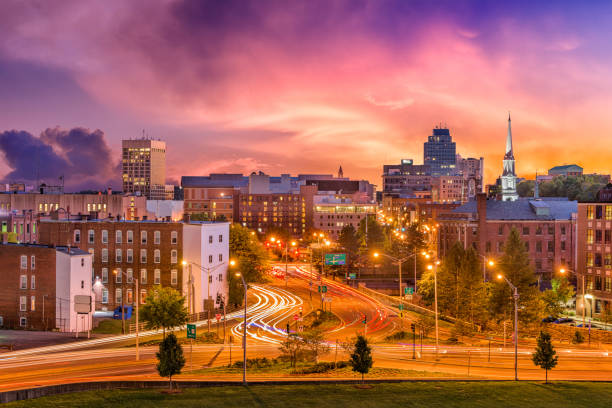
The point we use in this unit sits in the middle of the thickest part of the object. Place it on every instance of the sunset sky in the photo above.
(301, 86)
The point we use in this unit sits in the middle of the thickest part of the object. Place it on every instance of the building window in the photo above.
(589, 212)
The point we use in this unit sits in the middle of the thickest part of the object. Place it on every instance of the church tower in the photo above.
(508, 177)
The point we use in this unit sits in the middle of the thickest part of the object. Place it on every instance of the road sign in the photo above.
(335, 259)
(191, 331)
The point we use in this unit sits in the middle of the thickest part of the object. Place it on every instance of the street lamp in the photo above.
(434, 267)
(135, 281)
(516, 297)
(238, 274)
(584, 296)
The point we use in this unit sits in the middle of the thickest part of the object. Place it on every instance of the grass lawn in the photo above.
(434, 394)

::::::::

▶ **REQUIREMENTS**: Recast the records as a two-column CSV with the columns input and output, covering everything from the line containing "lamp in the photo above." down to the end of the records. Give one row per record, with its text and its answer each in a single quoted field and line breaks replaced by spaces.

▶ **TASK OUTPUT**:
input,output
"The point we use in this unit sits in the middle of the thickest part of the object. Place it on every instance of the street lamp in the photo above.","(434, 267) (135, 281) (516, 297) (238, 274) (584, 296)"
"The point we use in this unit sits in the middle of the thickest part of the object. Place it on every instance of the grass lawn in the photo above.","(434, 394)"